→ **Task prompt**
Reproduce every one of the records below, line for line, without changing anything.

→ **Items from a dataset**
========================

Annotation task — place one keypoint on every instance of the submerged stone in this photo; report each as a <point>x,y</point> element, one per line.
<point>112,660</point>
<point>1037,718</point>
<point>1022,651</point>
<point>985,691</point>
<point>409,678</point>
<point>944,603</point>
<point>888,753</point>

========================

→ **Solution for this exercise**
Annotation task — place one keypoint on every instance of the submerged stone in this photo; report each as a <point>x,y</point> element, one per line.
<point>112,660</point>
<point>1037,718</point>
<point>1022,651</point>
<point>985,691</point>
<point>409,678</point>
<point>944,603</point>
<point>888,753</point>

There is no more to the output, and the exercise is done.